[Some rows]
^^^^^^^^

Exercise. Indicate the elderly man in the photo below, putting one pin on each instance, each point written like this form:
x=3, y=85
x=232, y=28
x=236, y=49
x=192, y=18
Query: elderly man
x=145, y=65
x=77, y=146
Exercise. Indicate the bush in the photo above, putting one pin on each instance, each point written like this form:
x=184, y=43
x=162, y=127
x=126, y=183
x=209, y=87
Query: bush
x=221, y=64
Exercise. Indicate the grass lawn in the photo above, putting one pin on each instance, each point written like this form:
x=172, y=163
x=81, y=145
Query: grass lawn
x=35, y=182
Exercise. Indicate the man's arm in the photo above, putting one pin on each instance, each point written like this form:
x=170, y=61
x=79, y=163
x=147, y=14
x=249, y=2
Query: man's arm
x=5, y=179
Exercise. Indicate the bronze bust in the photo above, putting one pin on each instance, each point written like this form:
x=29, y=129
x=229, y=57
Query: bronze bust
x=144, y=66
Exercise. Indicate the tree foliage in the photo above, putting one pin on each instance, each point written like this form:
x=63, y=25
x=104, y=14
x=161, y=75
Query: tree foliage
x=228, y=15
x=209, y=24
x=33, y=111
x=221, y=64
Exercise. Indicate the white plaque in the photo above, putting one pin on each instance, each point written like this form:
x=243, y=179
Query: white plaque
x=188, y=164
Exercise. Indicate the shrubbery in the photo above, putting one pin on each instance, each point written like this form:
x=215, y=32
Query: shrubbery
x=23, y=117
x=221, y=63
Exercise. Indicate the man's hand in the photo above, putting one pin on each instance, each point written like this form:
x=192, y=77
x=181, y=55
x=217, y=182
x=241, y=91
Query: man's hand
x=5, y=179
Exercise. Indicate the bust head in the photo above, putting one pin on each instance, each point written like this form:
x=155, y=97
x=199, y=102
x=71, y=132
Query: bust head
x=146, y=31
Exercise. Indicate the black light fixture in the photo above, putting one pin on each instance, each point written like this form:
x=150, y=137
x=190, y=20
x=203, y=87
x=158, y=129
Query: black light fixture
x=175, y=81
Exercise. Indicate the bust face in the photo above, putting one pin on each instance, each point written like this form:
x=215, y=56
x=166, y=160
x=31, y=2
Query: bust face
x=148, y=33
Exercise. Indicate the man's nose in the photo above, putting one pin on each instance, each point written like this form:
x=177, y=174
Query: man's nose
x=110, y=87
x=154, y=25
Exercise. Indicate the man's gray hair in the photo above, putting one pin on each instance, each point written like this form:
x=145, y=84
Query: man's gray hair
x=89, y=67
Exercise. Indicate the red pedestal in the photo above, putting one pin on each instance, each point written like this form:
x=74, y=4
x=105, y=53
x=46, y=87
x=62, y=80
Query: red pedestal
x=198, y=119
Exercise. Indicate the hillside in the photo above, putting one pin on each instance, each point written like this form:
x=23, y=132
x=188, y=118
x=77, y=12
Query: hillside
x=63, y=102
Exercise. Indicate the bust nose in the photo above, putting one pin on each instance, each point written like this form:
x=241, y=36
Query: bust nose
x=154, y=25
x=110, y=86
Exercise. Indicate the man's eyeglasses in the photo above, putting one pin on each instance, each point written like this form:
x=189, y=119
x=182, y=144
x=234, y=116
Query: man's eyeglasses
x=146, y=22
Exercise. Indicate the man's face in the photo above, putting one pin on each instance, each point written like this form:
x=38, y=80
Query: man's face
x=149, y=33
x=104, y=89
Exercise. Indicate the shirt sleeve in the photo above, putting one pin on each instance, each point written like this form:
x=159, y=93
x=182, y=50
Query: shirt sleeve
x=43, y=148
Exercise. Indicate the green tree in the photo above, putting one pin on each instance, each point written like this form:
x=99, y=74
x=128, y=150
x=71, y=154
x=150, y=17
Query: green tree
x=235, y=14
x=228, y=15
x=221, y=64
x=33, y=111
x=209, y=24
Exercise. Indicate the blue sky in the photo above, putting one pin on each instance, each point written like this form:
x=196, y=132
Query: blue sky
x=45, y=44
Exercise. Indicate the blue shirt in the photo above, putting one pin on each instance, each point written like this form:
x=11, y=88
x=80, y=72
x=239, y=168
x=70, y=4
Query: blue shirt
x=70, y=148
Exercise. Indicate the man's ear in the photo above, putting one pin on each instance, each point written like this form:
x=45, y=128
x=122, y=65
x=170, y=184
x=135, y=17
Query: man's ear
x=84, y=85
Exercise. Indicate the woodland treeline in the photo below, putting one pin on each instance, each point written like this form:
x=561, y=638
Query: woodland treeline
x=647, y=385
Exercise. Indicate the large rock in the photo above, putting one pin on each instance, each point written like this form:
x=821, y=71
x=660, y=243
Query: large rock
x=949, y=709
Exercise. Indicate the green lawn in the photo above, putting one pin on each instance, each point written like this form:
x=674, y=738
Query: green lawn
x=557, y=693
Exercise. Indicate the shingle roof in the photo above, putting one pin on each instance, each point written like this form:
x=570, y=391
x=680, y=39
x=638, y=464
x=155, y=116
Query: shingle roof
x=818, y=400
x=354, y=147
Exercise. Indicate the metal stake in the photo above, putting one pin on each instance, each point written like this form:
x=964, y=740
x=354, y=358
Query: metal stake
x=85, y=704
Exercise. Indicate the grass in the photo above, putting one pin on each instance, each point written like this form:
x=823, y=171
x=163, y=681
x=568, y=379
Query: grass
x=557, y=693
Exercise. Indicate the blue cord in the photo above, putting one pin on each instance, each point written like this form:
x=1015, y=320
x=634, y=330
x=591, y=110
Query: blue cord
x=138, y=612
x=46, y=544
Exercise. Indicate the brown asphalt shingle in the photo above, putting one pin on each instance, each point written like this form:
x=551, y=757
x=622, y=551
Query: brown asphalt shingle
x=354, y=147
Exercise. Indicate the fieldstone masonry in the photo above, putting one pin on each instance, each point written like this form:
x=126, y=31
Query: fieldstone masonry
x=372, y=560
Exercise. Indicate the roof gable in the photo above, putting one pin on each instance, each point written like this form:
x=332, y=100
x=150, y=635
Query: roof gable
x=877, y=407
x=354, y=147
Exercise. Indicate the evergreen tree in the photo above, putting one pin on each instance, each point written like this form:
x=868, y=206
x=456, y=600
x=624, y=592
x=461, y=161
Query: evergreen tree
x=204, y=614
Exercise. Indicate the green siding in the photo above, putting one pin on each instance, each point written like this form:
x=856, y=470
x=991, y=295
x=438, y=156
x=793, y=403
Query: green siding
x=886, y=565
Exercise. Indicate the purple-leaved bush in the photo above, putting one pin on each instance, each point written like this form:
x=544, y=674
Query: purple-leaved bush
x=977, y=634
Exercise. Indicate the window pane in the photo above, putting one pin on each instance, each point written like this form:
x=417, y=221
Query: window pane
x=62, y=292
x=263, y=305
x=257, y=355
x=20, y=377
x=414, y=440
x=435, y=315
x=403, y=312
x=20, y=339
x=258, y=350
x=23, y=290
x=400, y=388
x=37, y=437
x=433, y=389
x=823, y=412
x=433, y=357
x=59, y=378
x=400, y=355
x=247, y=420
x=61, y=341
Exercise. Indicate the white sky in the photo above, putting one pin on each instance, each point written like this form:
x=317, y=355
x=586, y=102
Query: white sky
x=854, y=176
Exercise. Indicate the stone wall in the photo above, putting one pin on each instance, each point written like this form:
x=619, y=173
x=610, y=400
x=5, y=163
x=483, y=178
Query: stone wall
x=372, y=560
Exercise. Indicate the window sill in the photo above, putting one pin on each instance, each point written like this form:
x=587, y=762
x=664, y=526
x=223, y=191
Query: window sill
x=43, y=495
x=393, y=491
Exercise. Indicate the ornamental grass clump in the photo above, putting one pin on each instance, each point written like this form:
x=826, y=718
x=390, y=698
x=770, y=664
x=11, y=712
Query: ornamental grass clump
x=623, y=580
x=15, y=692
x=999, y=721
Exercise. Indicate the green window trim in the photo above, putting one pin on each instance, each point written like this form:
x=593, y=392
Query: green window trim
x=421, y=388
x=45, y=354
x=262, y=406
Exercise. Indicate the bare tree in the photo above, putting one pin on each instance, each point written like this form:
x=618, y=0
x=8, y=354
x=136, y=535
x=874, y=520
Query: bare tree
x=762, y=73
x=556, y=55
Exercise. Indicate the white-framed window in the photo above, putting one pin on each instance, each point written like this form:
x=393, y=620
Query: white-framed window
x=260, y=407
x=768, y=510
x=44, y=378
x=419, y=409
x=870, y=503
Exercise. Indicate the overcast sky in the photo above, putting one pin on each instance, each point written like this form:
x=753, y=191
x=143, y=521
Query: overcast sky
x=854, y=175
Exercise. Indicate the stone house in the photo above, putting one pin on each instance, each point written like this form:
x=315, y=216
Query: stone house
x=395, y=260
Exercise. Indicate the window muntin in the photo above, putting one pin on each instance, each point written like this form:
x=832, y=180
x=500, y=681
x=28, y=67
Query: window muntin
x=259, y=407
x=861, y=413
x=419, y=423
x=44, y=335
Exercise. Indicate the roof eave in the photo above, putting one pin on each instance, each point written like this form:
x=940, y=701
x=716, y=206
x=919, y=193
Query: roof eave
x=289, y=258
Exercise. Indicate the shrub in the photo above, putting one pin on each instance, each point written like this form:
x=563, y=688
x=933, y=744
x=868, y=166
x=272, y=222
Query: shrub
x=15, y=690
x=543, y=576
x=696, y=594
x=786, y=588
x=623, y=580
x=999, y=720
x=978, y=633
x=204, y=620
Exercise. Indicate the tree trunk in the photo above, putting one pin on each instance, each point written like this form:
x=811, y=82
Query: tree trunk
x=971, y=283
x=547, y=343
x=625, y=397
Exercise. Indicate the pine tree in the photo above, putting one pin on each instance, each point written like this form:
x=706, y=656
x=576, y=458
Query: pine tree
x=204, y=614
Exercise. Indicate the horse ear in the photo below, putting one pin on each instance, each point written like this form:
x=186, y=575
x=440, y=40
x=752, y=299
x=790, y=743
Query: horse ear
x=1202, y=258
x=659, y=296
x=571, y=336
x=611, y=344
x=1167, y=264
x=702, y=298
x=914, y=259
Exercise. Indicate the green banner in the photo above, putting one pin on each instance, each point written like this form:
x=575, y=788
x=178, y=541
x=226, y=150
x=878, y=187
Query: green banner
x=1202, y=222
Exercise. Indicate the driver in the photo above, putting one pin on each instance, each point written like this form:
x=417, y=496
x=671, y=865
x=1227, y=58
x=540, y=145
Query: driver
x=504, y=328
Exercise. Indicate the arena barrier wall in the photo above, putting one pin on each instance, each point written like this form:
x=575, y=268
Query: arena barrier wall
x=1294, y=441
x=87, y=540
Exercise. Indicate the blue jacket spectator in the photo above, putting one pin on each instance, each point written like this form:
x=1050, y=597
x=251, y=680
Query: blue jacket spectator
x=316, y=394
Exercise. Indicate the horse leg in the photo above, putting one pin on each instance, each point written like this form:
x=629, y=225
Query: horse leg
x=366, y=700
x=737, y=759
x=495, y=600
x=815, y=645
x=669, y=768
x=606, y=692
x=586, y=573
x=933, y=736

^^^^^^^^

*STATED GOAL:* Copy out the lines of the rows above, from the line containing "Exercise. Indicate the bronze" to the line containing "x=148, y=33", both included.

*RESPONSE FOR THIS EXERCISE:*
Exercise. Indicate the bronze bust in the photo above, putting one pin on each instance, each point written like this form:
x=29, y=129
x=229, y=57
Query: bronze bust
x=144, y=66
Exercise. Indicate the tree foliage in the photo above, putting one pin on each instance, each point written like this form:
x=63, y=25
x=104, y=14
x=161, y=75
Query: tree foliage
x=228, y=15
x=209, y=24
x=33, y=111
x=221, y=64
Exercise. Indicate the white plaque in the photo above, putting one pin on each instance, each point written like this form:
x=243, y=179
Query: white plaque
x=188, y=164
Exercise. Indicate the shrubbery in the photo above, putting one pin on each instance, each point written like this form:
x=215, y=32
Query: shrubbery
x=23, y=117
x=221, y=63
Exercise. Indicate the man's hand in the photo above, putting one pin on each instance, each point written like this form:
x=192, y=77
x=181, y=55
x=217, y=182
x=241, y=91
Query: man's hand
x=5, y=179
Exercise. Indicate the bust head in the photo above, putting one pin on each instance, each point written like this form:
x=155, y=97
x=199, y=102
x=71, y=132
Query: bust head
x=146, y=31
Exercise. Indicate the black light fixture in the photo above, putting one pin on each instance, each point written like this form:
x=150, y=137
x=190, y=20
x=203, y=87
x=158, y=129
Query: black light fixture
x=175, y=81
Exercise. Indicate the bust face in the photo above, putting one pin on each instance, each point written like this form:
x=215, y=56
x=166, y=160
x=31, y=2
Query: bust face
x=148, y=33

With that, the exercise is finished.